Extracted records:
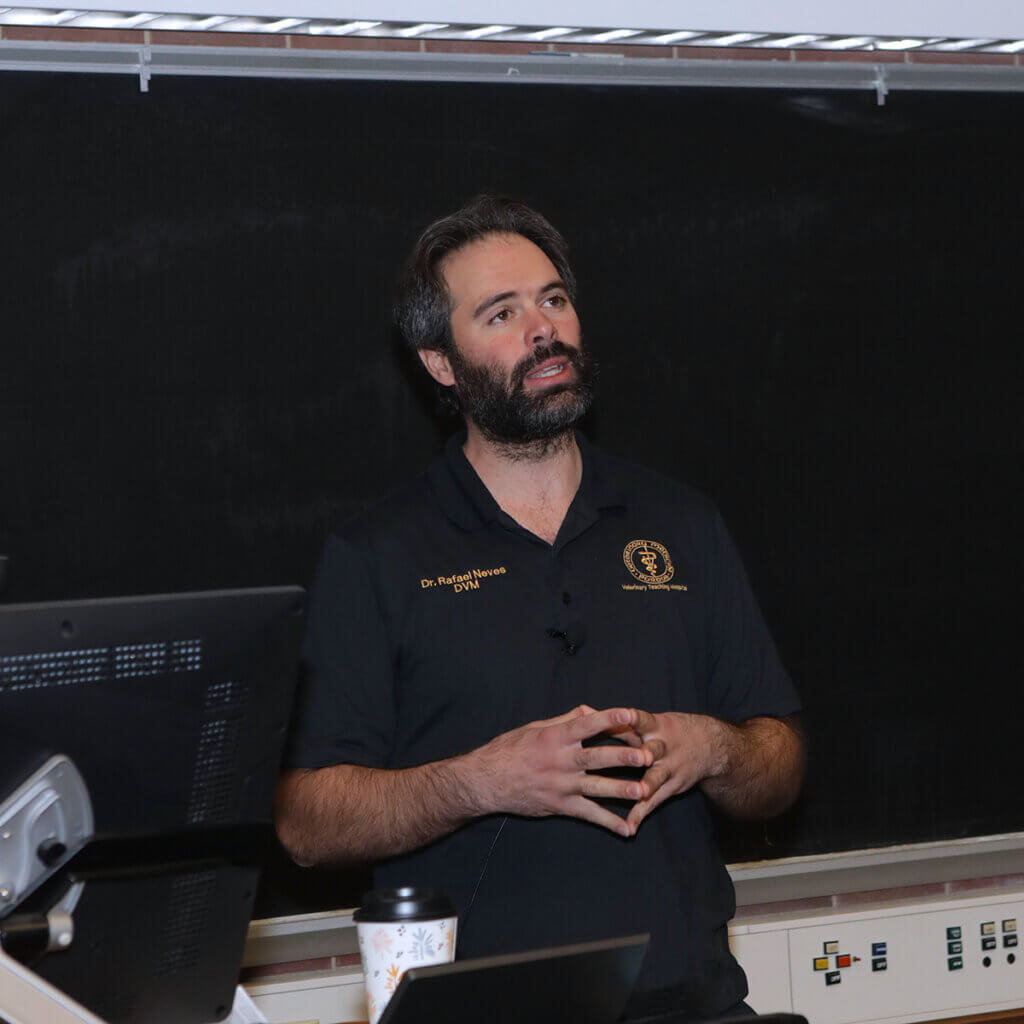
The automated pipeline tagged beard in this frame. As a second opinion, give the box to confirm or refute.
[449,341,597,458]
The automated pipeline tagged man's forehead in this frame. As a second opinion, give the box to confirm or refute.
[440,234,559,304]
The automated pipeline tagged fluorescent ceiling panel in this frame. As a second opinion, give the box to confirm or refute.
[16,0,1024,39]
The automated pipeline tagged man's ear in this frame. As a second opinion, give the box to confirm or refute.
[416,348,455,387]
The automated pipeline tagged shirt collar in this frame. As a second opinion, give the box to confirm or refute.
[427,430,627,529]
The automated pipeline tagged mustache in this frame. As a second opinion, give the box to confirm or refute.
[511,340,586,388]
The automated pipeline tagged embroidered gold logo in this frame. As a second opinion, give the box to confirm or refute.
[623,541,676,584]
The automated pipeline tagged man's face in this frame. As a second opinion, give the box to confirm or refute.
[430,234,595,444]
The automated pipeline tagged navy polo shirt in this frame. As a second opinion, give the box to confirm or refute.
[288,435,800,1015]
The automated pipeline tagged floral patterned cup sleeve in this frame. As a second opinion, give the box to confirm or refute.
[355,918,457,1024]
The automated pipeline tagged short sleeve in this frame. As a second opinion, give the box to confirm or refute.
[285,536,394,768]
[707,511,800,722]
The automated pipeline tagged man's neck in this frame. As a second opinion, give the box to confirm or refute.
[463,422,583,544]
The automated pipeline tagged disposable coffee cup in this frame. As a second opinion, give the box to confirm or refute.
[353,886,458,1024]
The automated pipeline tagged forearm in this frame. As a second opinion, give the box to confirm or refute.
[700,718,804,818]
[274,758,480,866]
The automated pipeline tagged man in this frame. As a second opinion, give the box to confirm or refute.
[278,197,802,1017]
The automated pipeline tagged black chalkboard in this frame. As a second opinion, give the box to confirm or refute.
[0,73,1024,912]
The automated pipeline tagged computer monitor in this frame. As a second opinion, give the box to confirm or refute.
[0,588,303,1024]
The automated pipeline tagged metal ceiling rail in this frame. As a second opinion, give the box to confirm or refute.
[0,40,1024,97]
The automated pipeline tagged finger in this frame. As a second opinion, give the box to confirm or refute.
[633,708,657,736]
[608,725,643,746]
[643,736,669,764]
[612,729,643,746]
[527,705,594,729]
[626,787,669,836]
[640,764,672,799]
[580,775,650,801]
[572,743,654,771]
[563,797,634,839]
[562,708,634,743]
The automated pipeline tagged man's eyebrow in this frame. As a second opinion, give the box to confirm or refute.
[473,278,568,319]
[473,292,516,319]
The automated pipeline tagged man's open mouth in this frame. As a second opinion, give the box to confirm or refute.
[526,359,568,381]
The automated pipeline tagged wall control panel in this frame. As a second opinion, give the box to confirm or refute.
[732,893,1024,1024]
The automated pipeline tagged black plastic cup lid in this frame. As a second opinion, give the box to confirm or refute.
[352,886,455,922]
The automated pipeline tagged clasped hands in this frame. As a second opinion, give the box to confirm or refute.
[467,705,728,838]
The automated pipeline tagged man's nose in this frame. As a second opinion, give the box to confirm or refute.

Exercise goal: Print the full listing above verbatim, from its first line to its last, and omit the image.

Response below:
The automated pipeline tagged beard in this frame. As a second opinion, give the box to confirm or refute.
[449,341,597,458]
The automated pipeline tagged man's forehead in this frame. As a second opinion, give the box to confirm or refute.
[440,234,559,304]
The automated pipeline tagged fluorescent ceiling panel in this frame. As a second opinion, give the box to confirm or refute.
[16,0,1024,39]
The automated pipeline tagged man's ear in this frame. As a second opinion, give the box to confirm or refute.
[416,348,455,387]
The automated pipeline tagged shirt collar in this frame. As a second opinion, give the box to confirm or refute.
[427,430,627,529]
The automated pipeline tagged mustache in this frame. As a second opinion, give the box to confirm or refute.
[511,340,586,388]
The automated pipeline tagged embroidered gold logo in this frame. As a second opinion, give the box to confirm or refute.
[623,541,676,584]
The automated pipeline tagged man's face in this frame. As a second opinion, give the box to confirm or refute.
[430,234,595,444]
The automated pipeline tagged navy polo shirt in this frame. As a second opinion, give the box to confirm or refute.
[288,435,800,1015]
The automated pipeline tagged floral patterned cup sleeve in this frame. As a second opinion, give the box to confirm or refute.
[355,918,457,1024]
The automated pipeline tagged short sleeve in this frame. As a second opinion, give the box to confirm or refute.
[285,536,394,768]
[707,511,800,722]
The automated pipeline tagged man's neck in this frame. As a second opinion, give the box to confirm or refute.
[463,422,583,544]
The automated pipeline tagged disposable coffee cup in this frame. As a second opinion, give the box to confirm or refute.
[353,886,458,1024]
The automated pipeline tagged forearm in this frame. As a second opinion, give the box to confirm or refute.
[700,718,804,818]
[274,758,480,866]
The automated pipeline tagged man in this frame. As a second opinion, give the box to confirm or refute.
[278,197,802,1017]
The automated pipeline tagged black chalkboard in this frame. As a second opinion, give the box to confirm or refute.
[0,73,1024,912]
The automated pipeline tagged computer monitor in this frame. As a second opinion, give the box to confirm or refute.
[0,588,303,1024]
The automated pipeline tagged metal ceiling rail in this frame. As a second opinion, give the box to confirm or refute.
[0,40,1024,97]
The automated pipeline tagged finger in this frame. As a second opinion, give the box to confirm or refute.
[633,708,657,736]
[608,725,643,746]
[643,736,669,764]
[612,729,643,746]
[527,705,594,729]
[626,787,669,836]
[640,764,672,799]
[580,775,650,801]
[572,743,654,771]
[563,797,634,839]
[562,708,634,743]
The automated pipeline tagged man's eyebrow in this frame. As a second opinion, give the box to confirm or refute.
[473,278,568,319]
[473,292,516,319]
The automated pipeline tagged man's open mouth in this frame. As a second opinion, give the box to confirm or refute.
[526,359,568,381]
The automated pipeline tagged wall control panel in this frame. As a second opinion, give the box to confirm or refute.
[732,893,1024,1024]
The automated pipeline tagged black plastic cup lid in this frame. As a second opinion, give the box to confirm or refute.
[352,886,455,922]
The automated pipeline tagged clasped hands in this frame. As a second opinion, give the box to confirm or refute.
[467,705,728,838]
The automated pipeline tagged man's nose in this frame. As a second opinion, give the box to confirm or refute.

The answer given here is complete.